* Records for the exercise *
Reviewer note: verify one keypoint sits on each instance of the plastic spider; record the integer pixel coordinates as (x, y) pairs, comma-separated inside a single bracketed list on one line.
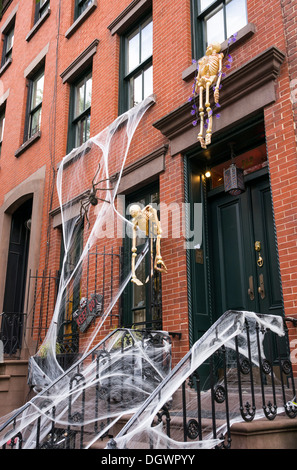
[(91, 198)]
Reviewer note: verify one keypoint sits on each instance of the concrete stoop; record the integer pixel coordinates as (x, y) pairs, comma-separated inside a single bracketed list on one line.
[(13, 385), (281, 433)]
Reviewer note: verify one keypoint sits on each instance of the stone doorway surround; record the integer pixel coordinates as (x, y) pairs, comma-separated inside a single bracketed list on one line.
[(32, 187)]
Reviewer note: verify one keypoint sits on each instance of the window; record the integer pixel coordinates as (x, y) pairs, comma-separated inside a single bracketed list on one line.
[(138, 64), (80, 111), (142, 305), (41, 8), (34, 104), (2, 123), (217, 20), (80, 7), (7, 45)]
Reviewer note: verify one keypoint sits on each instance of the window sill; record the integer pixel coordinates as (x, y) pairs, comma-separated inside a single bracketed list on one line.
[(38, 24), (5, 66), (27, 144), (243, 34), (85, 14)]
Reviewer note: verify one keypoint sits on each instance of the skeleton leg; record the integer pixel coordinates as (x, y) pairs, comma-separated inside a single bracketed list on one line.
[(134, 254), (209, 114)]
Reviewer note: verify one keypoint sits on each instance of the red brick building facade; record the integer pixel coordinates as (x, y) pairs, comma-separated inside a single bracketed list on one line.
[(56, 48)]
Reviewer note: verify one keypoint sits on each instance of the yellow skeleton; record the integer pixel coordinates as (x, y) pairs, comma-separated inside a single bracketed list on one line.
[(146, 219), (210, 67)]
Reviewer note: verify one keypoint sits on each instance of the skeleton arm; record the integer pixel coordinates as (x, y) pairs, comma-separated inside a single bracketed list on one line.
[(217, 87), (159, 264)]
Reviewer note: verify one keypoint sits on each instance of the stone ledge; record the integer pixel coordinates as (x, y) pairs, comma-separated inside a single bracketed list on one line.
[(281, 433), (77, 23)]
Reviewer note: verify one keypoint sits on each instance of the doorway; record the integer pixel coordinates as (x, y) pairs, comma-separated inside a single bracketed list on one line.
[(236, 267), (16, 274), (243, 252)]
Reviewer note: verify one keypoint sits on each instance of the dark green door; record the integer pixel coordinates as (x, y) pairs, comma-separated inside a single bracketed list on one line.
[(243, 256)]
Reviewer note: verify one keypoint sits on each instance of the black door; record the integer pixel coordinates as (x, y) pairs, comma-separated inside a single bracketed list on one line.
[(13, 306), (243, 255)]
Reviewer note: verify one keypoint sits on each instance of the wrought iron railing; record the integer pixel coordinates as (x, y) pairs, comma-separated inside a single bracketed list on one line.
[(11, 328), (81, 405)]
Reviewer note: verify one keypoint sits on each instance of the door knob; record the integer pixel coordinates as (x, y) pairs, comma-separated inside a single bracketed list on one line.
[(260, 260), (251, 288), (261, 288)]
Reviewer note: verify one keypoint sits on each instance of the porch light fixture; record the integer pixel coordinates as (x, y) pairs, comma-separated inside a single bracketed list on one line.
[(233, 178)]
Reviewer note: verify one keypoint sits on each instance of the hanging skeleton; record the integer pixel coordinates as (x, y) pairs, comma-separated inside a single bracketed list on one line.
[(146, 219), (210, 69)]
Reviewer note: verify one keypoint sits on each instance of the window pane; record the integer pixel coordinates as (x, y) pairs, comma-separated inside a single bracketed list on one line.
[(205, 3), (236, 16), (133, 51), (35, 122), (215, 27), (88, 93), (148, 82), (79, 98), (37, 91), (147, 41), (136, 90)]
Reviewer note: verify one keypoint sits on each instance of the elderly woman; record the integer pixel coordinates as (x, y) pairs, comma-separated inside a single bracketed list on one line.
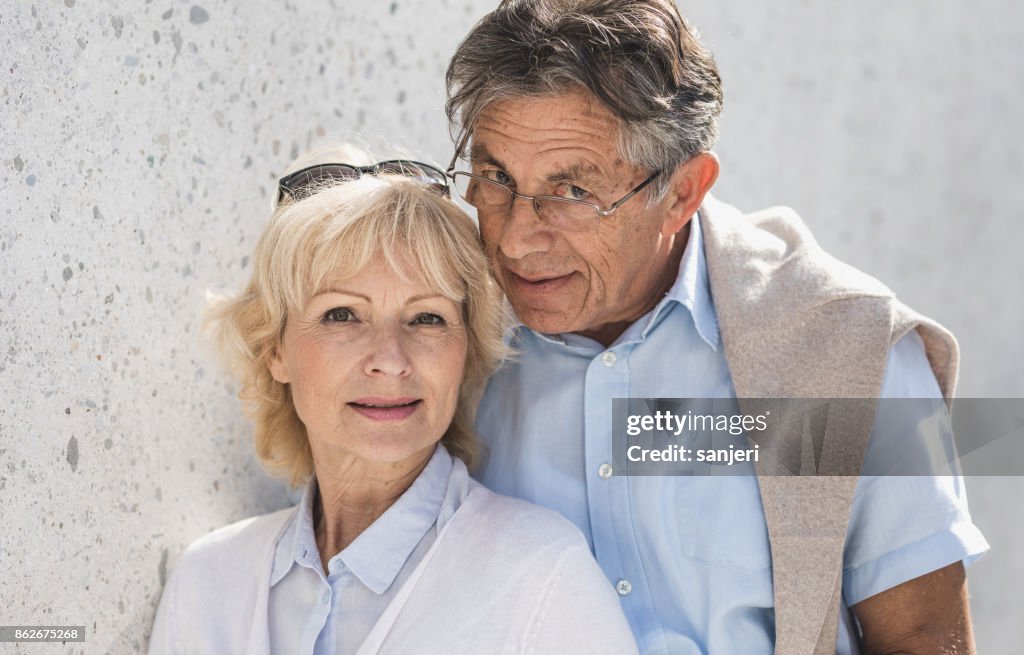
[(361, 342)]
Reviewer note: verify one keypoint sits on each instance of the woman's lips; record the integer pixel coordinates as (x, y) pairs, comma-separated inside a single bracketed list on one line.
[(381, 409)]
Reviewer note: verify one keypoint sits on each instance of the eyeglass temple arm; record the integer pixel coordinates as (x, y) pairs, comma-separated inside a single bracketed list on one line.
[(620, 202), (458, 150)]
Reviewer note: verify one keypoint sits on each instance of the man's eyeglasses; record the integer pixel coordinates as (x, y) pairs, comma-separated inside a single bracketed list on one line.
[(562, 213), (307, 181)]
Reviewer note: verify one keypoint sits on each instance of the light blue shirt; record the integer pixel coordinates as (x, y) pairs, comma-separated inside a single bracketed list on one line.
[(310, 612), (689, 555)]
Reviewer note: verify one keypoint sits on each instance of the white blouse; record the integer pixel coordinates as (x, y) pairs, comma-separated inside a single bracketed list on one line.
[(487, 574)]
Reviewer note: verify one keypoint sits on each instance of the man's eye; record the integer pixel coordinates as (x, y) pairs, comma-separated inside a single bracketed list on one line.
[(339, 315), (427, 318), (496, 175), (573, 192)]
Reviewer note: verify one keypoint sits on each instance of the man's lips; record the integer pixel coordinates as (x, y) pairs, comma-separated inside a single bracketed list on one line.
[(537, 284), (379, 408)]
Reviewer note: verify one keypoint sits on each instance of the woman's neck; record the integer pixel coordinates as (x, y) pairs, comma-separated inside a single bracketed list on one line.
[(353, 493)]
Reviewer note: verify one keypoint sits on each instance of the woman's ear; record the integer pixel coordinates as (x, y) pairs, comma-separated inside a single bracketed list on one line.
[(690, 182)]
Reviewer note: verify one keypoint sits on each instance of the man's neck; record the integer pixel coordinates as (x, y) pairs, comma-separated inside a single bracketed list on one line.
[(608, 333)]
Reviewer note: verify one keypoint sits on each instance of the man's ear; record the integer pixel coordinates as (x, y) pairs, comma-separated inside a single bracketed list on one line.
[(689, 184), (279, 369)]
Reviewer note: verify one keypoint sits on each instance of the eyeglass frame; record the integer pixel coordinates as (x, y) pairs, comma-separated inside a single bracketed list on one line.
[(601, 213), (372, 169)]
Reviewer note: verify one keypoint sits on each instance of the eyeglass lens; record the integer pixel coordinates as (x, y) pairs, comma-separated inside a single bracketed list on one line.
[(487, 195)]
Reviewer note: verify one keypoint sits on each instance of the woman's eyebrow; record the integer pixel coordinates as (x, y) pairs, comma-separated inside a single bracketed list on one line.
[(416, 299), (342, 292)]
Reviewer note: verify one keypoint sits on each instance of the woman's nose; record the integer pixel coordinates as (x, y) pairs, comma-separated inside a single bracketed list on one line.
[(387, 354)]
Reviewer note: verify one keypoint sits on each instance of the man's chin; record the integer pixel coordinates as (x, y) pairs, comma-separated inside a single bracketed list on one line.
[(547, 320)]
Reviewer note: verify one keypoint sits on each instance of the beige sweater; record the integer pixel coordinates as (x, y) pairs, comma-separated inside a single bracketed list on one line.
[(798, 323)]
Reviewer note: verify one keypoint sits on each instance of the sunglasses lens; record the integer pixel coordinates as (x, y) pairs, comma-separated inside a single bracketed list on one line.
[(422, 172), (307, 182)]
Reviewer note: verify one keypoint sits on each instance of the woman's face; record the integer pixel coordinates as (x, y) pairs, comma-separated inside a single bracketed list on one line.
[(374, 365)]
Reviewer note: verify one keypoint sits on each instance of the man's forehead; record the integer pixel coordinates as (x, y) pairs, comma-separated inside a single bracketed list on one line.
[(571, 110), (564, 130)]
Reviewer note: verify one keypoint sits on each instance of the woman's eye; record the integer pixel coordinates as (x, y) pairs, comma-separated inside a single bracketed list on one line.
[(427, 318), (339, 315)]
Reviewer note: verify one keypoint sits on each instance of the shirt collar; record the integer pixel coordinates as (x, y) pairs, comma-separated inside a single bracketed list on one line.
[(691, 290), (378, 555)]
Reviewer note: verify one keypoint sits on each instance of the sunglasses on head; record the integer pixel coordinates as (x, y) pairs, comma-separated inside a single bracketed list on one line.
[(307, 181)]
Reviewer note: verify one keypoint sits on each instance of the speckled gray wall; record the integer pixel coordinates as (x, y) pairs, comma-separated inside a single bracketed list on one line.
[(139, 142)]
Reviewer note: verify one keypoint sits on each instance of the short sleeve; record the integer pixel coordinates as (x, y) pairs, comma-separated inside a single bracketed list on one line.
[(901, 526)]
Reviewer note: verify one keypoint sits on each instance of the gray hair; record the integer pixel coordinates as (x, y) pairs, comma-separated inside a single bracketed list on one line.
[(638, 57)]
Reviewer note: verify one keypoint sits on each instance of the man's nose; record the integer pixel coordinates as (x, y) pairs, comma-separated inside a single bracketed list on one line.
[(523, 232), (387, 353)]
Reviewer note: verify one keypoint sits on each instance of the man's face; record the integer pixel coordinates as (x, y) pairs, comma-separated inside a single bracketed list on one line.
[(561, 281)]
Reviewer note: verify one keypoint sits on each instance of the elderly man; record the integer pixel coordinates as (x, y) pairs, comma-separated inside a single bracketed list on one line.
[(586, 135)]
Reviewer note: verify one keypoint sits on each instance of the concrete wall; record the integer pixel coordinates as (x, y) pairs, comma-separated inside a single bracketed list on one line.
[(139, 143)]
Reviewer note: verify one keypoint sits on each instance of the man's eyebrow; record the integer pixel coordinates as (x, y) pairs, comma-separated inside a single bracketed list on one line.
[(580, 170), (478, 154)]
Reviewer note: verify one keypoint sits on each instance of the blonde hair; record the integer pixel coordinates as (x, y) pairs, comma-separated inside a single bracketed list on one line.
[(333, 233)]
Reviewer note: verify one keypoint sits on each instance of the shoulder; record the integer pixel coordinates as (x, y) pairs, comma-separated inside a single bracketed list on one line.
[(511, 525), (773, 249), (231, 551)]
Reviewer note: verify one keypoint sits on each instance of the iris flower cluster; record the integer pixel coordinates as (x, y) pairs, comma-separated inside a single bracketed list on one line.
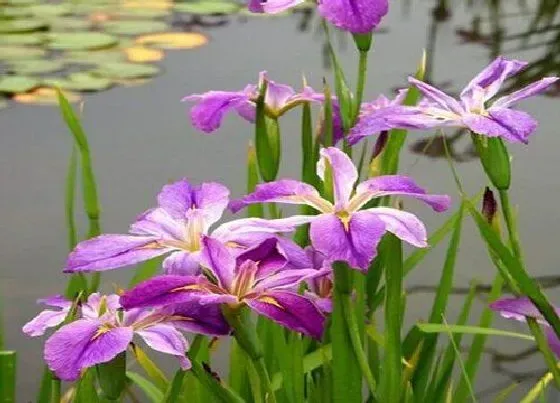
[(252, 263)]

* Directions *
The lines from the one containing "the man's nose;" through the last line of the data above are to be transcribed exactly, both included, with all pictures left out.

* Exercise solution *
Reviewer note: verify one keypoint sits on each instance of the man's nose; record the integer pixel coordinates as (x, y) pairs, comma-separated inside a single bracketed list on one line.
[(523, 232), (387, 353)]
Reviewer note: verify one keypoint sits on each instance of the man's face; record the integer pixel coordinates as (x, y) pairs, comma-separated inside a single bracketed list on one line.
[(561, 281)]
Reviewer note: verify one keypoint sits on each instance of the elderly man; record the integer pixel coordinates as (x, y) pairs, comma-separated inside a single bracketed list on one line.
[(586, 135)]
Reviewer note: verify one keypoint sits on each instance of the concrete wall; record the integer pixel coordinates as (x, y) pairs, comma-separated inside a single bracketed list on one line.
[(139, 143)]
Reviewer note: verify one keypoint sits on each instance of the man's eyebrow; record the integer pixel coordinates as (x, y) pairs, comma-separated inside a single bracketed list on one line.
[(580, 170), (478, 154)]
Reviewer note: verify one keypoint sits on each instance of the blonde hair; record the integer pixel coordinates as (x, y) pairs, comma-separated inside a single bracketed list on one line.
[(333, 233)]
Reviewer note: verify one keypoint sits on each instance of the shoulder; record the integer pixel coordinates as (x, y) pairs, comma-separated inside a single bracketed list on one line.
[(511, 525), (773, 249), (231, 551)]
Reviewer note: verify one keypoint sits on each instance of the iris flower cluster; record the integer pixel coordinates as (x, y) pairs, comma-separated inside a single bracketed list on one line.
[(252, 263)]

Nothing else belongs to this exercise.